ITEMS ->
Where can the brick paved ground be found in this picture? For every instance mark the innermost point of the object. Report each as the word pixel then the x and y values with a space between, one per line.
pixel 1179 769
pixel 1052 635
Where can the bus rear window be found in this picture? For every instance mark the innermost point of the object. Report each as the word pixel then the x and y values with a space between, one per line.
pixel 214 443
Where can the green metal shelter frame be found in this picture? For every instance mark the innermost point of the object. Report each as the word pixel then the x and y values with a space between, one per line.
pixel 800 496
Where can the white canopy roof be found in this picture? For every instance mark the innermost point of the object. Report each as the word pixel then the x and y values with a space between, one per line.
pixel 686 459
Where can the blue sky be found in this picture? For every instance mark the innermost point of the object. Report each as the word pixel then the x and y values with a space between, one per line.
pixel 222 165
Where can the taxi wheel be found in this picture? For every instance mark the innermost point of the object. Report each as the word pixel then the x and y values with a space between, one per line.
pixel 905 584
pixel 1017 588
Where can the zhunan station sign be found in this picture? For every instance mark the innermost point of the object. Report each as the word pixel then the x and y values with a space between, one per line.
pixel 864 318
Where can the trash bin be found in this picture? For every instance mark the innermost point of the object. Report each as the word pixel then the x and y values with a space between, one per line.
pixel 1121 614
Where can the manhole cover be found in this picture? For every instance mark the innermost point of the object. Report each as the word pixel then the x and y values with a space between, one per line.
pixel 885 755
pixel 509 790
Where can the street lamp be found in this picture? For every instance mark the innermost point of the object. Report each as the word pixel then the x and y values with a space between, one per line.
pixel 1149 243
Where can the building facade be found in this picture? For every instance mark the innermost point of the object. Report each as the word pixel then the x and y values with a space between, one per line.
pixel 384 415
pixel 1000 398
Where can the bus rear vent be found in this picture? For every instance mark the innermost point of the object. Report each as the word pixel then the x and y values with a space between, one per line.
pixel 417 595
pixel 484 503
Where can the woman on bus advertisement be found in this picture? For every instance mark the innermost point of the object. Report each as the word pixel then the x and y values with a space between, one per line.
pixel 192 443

EXERCISE -> Change "innermost point" to "center point" everywhere it occurs in the items above, and reproduce them with nothing else altered.

RESPONSE TO THIS EXERCISE ->
Where can the brick paved ground be found in this picture? For every instance mark the center point of the object. Report each as the word pixel then the x and y values with a space between, one per line.
pixel 1179 769
pixel 1052 635
Where can the bus rear window be found in this picture? For every instance mark the center point of the object. Report each as the word pixel then the x and y values with a space between, one per line.
pixel 214 443
Where can the green metal shelter frame be found in this picture? For every instance mark the center point of the object. Report each as the word pixel then the x and y values with a space between, one per line.
pixel 800 496
Where can the white canopy roof be found in this picture? For every instance mark the center point of the object. Report each as the word pixel then the x and y values with a space between, one per line.
pixel 686 459
Where can the blue sky be found in this picture? For every instance mark the center point of the object. Report each as the word pixel then the x and y values with a space between, one per line.
pixel 222 165
Where can the taxi wheel be found in this picture? For every instance mark the center point of the object. Report each as the word pixel then the x and y values with a space between, one per line.
pixel 905 584
pixel 1017 588
Where can the zhunan station sign be found in this picture? For every instance mark the center point of the object. Report each as the word pixel then the x and y values with a space between, one per line.
pixel 864 318
Where can the trash bin be found in this picture? For every instance mark the center point of the object. Report each as the word pixel then the x and y values with a space between, one per line.
pixel 1121 614
Where can the manhole cover be found in this picture? For every instance mark the center point of the object. Report each as the word pixel then the x and y values with a space between, one per line.
pixel 885 755
pixel 509 790
Where can the street lamp be found in this picture? For every instance mark the center point of the object. Report each as the word pixel then the x and y values with a space between, one per line.
pixel 1149 243
Where can the building facade be found in this picture? For every instance mark the center point of the object. Report each as the word pixel then the x and y values with a space between, one per line.
pixel 384 415
pixel 1000 398
Where can the bus rear vent be found in this picture? For every instance mark the center point of the object. Report each as the word pixel then the x and y values with a space between, one per line.
pixel 417 595
pixel 484 503
Where can the woman on bus advertisement be found in this picture? For every instance mark the center point of the object. Report each as the word pixel then the x and y values with a space between, one per line.
pixel 192 443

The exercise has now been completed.